(Source data)

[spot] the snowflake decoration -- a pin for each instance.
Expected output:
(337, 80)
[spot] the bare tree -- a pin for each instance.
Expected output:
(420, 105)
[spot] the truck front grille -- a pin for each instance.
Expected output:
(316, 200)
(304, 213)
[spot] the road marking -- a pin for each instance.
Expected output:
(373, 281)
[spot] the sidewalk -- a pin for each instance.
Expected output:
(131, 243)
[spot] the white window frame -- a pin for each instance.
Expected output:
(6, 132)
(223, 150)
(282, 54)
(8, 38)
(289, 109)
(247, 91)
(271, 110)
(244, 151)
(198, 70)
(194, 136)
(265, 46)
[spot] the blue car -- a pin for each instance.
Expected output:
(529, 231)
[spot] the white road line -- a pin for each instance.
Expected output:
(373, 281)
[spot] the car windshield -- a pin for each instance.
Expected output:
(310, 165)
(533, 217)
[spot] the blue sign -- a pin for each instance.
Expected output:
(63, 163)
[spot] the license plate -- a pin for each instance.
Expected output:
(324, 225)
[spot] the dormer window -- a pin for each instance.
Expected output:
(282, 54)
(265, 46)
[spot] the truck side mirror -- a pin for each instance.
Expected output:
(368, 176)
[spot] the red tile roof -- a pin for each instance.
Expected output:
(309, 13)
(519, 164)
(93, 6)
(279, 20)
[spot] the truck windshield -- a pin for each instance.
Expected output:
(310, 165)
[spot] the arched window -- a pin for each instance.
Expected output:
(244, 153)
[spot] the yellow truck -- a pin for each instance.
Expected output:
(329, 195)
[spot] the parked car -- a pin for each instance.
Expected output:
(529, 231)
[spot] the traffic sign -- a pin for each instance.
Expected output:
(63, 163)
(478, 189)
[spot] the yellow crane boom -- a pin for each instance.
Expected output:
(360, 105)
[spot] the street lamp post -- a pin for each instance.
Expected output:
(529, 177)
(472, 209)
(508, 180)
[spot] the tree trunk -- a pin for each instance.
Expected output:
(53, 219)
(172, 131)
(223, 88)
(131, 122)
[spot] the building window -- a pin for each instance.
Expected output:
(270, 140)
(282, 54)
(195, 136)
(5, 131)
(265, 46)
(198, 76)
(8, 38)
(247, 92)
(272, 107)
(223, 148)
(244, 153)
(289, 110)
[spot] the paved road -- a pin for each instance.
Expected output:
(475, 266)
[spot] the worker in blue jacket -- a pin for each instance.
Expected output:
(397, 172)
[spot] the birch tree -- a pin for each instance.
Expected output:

(End Source data)

Task instructions
Output each record precisely as given.

Result below
[spot] the snowflake decoration -- a pin for each instance.
Expected output:
(337, 80)
[spot] the bare tree -- a pin for each instance.
Expected output:
(420, 105)
[spot] the truck front grille -- a pin for each instance.
Expected output:
(316, 200)
(304, 213)
[spot] the road marking -- a pin for each instance.
Expected output:
(373, 281)
[spot] the sidewalk -- a pin for each instance.
Expected output:
(131, 243)
[spot] the white window frame -- a pin for each instance.
Expected output:
(6, 132)
(223, 150)
(282, 54)
(8, 38)
(289, 109)
(247, 91)
(271, 110)
(244, 151)
(198, 70)
(194, 136)
(265, 46)
[spot] the blue car -- a pin for each instance.
Expected output:
(529, 231)
[spot] the white road line -- a pin for each instance.
Expected output:
(373, 281)
[spot] the car windshield -- a pin for each instance.
Expected output:
(310, 165)
(533, 217)
[spot] the blue sign -- a pin for each instance.
Expected output:
(63, 163)
[spot] the license plate -- a pin for each instance.
Expected output:
(324, 225)
[spot] the dormer window -- a pin for each instance.
Expected output:
(282, 54)
(265, 46)
[spot] the truck side mirror -- a pin for each instance.
Expected output:
(368, 176)
[spot] the red tile roof -- a pin for each instance.
Expected output:
(309, 13)
(519, 164)
(93, 6)
(279, 20)
[spot] the truck windshield -- a pin for each instance.
Expected output:
(310, 165)
[spot] the arched window -- a pin for each instance.
Expected output:
(244, 153)
[spot] the yellow truck -- a pin for each instance.
Expected output:
(329, 195)
[spot] the parked car -- a pin for each instance.
Expected output:
(529, 231)
[spot] the traffic sign -- a pin for each instance.
Expected output:
(63, 163)
(478, 189)
[spot] the yellow crane boom -- a pin for each instance.
Expected output:
(360, 105)
[spot] the street lamp post -- a pin for each instance.
Expected output:
(529, 177)
(472, 209)
(508, 180)
[spot] the tree trunk -- a pin for each instance.
Expected output:
(53, 219)
(172, 131)
(223, 88)
(131, 122)
[spot] the building window -- a pin for each instance.
Expected output:
(270, 140)
(282, 54)
(195, 136)
(5, 131)
(265, 46)
(198, 76)
(8, 38)
(247, 92)
(272, 107)
(223, 148)
(244, 153)
(289, 110)
[spot] the paved road -- a pin for each instance.
Expected output:
(475, 266)
[spot] the worker in blue jacket -- a pin for each instance.
Expected output:
(397, 172)
[spot] the birch tree -- a pin for each instance.
Expected output:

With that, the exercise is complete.